THE TASKS:
[1] In the Lughnasa journal entry, which series did Joe and the writer watch after heating up the dinner Carol brought?
[2] Pick up the Lughnasa journal entry after its final sentence and keep writing in the same voice.

EXTRACT TO READ:
I reasoned like a child

Lughnasa and the Harvest Moon

Monday gratefuls: Joe. Such a sweet guy. So competent. A lot of Tolkien lore as well as sports card and comic book knowledge. A lot. Not to mention all that Air Force stuff. Rings of Power. Old photographs. Old stuff. Pruning. Preparing. Waiting on the legal process. Waiting. Jon, r.i.p. Kate, always Kate. Ruth and Gabe. Acting class. MVP. Marti. Robin.

Sparks of Joy and Awe: Life. And Death.

 

More food. Carol brought winner, winner chicken dinner. Rice, chicken, vegetables, desert. Joe and I heated it up and watched the Tolkien series on Prime Video, Rings of Power. Very, very well done. This was our prize after an afternoon of sorting through photographs, mostly photographs yesterday.

Laughing again. A few look at this! Can you imagine? Where was this taken? Who is that? You know. The way it goes.

 

More back and forth with Rich’s office on the court filing. Not in yet. Hopefully today. So much work. Pricey, I imagine, even though Rich is always more than fair with me. Even so, it’s our ticket to ending the barricades erected against selling off Jon’s estate.

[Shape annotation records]
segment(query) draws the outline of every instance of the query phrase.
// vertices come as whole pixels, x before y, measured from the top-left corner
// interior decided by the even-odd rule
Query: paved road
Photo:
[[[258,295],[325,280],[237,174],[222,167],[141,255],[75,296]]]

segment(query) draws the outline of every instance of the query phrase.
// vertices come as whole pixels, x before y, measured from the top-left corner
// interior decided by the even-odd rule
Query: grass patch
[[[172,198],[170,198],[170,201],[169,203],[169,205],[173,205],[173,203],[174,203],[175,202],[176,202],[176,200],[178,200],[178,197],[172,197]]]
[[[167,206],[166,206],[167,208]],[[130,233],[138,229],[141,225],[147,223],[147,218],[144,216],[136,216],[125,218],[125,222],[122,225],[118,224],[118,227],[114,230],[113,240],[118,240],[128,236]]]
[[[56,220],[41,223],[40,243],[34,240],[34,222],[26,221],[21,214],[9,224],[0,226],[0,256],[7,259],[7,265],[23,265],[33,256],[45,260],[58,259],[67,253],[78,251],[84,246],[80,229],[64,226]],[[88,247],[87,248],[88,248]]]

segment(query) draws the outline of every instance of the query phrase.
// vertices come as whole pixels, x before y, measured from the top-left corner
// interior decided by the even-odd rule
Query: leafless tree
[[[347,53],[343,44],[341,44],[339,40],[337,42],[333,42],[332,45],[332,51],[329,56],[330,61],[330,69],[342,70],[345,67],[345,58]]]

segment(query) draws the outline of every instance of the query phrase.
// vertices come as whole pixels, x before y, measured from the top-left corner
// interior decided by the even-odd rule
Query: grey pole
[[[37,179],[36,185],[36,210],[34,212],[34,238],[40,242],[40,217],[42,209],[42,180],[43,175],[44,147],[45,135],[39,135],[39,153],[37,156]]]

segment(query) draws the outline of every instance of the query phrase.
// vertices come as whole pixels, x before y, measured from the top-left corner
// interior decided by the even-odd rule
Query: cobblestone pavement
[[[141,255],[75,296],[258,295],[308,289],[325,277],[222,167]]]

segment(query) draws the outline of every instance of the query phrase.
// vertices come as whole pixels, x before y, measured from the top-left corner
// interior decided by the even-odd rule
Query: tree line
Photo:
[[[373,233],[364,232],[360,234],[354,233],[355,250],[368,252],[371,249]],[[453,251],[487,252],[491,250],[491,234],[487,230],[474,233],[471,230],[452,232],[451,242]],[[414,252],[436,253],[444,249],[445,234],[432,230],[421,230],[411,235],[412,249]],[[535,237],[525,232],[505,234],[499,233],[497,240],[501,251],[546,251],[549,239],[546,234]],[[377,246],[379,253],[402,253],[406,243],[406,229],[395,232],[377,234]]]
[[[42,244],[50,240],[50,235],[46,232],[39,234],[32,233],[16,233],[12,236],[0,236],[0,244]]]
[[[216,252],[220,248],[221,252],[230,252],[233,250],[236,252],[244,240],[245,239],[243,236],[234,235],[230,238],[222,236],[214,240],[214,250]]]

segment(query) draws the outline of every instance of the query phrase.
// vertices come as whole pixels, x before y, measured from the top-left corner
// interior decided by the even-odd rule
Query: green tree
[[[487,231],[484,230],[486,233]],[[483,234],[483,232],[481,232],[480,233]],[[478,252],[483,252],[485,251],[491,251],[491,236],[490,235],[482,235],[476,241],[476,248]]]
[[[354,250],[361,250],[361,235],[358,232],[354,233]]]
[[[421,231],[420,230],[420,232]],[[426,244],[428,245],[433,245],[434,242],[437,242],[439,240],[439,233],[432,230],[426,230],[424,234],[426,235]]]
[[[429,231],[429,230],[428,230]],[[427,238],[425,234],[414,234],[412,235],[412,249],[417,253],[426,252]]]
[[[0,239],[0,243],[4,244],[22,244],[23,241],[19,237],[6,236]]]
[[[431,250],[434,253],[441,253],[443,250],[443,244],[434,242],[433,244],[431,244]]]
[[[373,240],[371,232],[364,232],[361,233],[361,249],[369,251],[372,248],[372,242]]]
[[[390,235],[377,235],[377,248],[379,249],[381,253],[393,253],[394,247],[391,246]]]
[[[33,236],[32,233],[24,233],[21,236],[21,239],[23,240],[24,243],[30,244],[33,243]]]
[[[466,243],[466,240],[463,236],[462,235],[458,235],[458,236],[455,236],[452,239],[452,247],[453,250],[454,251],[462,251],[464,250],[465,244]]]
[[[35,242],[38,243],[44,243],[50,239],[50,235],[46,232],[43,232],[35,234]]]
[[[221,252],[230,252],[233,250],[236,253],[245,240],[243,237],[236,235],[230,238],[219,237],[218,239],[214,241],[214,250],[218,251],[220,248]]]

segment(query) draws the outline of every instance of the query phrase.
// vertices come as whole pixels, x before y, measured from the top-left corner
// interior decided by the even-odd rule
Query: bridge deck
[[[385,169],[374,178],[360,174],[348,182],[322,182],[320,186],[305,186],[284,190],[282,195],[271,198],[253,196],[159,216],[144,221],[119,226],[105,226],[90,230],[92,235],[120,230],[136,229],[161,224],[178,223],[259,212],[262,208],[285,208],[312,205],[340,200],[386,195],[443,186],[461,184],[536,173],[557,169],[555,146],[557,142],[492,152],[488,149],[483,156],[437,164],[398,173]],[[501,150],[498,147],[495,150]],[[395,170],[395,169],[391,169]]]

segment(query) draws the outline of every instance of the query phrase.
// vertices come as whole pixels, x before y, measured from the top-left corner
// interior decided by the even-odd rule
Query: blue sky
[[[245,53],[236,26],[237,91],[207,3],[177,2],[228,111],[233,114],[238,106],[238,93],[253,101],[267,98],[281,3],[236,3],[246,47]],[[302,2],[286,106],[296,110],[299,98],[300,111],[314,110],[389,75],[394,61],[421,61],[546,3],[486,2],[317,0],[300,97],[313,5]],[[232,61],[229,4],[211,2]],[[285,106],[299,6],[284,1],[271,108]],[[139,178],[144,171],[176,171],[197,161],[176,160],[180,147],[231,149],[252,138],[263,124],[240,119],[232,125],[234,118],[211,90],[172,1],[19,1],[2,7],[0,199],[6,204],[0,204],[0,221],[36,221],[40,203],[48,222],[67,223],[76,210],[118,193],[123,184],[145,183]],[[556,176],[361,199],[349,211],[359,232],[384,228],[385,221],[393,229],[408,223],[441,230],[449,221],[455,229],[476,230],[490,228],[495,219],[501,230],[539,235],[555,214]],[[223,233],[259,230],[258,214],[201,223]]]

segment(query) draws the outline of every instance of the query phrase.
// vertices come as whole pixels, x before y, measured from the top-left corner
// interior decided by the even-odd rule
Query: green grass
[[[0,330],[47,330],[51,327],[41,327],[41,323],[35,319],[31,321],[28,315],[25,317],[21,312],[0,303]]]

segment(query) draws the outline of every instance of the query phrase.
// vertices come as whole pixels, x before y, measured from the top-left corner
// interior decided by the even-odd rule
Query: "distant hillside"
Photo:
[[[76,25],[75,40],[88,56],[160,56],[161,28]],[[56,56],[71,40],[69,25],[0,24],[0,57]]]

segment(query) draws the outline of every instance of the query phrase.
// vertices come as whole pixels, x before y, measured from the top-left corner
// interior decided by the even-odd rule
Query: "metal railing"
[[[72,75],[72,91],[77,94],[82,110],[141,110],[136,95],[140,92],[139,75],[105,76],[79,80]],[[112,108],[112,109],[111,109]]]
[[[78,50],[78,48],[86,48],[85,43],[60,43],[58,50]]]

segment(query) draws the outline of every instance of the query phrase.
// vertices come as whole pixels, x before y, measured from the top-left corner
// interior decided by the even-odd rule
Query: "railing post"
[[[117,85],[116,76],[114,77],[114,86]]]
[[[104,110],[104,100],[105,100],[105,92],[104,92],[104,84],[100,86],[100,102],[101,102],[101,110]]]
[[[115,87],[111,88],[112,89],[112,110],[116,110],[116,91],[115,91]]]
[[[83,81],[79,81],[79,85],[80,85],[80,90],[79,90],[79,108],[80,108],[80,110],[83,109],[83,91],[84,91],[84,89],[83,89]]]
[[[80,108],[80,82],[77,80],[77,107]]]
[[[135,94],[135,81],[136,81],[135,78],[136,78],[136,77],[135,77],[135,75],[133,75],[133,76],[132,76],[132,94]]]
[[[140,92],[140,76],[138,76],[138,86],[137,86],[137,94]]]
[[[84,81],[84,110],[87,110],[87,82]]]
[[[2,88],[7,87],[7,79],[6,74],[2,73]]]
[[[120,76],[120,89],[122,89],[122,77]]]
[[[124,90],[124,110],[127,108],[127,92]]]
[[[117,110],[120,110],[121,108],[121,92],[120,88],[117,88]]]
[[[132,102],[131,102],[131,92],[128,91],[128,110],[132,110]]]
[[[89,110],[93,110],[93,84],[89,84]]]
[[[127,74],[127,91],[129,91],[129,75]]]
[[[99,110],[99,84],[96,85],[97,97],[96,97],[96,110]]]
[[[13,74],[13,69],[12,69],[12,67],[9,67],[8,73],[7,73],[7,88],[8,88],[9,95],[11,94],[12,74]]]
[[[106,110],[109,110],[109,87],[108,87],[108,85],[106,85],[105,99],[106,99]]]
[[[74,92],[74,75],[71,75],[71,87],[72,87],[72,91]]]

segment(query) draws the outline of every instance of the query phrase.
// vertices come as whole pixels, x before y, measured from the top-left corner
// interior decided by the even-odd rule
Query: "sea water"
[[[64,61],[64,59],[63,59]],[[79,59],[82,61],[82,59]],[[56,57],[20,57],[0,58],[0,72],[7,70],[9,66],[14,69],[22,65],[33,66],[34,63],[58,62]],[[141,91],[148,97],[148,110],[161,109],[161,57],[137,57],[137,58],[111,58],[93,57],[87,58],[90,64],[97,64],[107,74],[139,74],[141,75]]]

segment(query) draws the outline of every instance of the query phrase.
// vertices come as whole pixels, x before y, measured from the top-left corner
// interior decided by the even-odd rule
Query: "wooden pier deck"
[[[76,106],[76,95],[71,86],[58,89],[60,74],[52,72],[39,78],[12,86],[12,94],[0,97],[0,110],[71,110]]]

EXERCISE ANSWERS:
[1] They watched the Tolkien series Rings of Power on Prime Video.

[2]
Getting estimates for cleaning. Valuation. Those can now happen, but no signing of contracts until the Personal Representative has been appointed by a judge. Joe has an appointment today with a potential property manager who could handle the work needed once the court acts.

 

Got to thinking about a phrase, old man. No. I’m a man who is old. Not an old man. Important difference. I am still who I have become on my Soul journey, who my Self has evolved to become. My body is old, yes indeed. How well I know. But not my Soul. Not my Self.

I want to be clear. Neither am I forever young or any of that trite bullshit. No. I am who I have become, the complicated sum and synergy of 75 years of dreams, loves, fears, deaths, work, good and bad luck, decisions, choices, conclusions, reading, all those things that carom off the inner world, shaping and making who I am.

Sometimes I have clarity about who that guy is. This man who is old. Sometimes not. But in all cases now I love him, my Self, my Soul at this point on its path. I decided a while ago I needed to apply to myself the forgiveness and compassion I so easily offer to most others in my life. Maybe it’s not love your neighbor as yourself, but love yourself as you love your neighbor.

We talked about this yesterday in the Ancient Brothers.  Paul asked us to talk about love. Most of my conversation was about the wonderful and amazing family, constructed by so much love, that has emerged after Kate’s death. Not as the only family I love, have loved, but as an example of what this remarkable, this remarkable what?, can do.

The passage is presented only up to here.